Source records
-*-*-
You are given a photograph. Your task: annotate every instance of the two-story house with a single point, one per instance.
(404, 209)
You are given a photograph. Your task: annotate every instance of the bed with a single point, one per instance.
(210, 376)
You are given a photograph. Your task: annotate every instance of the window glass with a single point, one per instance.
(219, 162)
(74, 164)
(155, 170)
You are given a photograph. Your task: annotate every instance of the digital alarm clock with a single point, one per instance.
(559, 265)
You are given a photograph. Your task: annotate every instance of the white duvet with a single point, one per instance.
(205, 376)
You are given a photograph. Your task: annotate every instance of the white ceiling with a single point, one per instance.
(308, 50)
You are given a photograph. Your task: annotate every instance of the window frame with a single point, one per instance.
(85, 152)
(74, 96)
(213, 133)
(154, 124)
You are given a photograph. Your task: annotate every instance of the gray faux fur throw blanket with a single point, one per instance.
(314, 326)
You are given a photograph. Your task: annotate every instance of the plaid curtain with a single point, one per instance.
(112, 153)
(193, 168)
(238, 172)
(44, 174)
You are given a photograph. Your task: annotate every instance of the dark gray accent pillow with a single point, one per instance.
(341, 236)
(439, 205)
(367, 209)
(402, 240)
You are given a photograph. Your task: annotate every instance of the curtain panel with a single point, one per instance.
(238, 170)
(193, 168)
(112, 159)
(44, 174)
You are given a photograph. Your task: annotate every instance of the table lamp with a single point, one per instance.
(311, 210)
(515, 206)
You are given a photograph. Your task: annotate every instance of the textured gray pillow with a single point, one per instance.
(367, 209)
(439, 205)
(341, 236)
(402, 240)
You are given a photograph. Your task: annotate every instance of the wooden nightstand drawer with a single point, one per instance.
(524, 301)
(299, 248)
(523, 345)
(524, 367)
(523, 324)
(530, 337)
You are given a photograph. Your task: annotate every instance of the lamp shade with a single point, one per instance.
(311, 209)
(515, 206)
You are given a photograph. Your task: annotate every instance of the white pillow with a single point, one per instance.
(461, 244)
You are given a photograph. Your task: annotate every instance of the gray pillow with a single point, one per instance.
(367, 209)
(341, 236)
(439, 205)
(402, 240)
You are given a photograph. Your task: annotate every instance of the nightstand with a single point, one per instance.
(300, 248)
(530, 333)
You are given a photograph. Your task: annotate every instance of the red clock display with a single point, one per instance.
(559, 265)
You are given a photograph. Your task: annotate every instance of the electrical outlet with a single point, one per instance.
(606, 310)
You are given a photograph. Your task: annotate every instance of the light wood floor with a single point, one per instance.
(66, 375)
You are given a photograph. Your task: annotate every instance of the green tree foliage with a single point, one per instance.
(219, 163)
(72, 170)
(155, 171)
-*-*-
The problem:
Rewrite the stretch of the material above from the line containing "shade with a single point, one per instance." through the end of the material, requests included, and shift every point coordinate in the answers by adding 132 to it.

Written response:
You are given a photograph. Your task: annotate every instance of the lamp shade with a single point, one per instance.
(443, 341)
(647, 338)
You are given a photograph. Your task: annotate every instance of the white pillow with a single point, one per instance.
(593, 376)
You are given a photograph. Your task: annotate every instance of the gray pillow with a single point, one per instance.
(499, 341)
(473, 368)
(571, 337)
(534, 372)
You are given a photograph. Your task: annotate every instance of the nightstand with a single point, one per instance.
(432, 380)
(662, 465)
You are given a photograph. Your task: annotate every instance of the red clock display with a single point, one per instance.
(691, 397)
You are given a photograph. Your task: annotate every instance of the electrical outlet with a single point, one per instance.
(738, 442)
You are given a photograph. Your task: annotate every instance of the light wood floor with a single point, one per instance.
(198, 507)
You are given a photograph. Your task: annotate every instance of the green tree foliage with a single point, one per instance.
(351, 295)
(204, 302)
(287, 303)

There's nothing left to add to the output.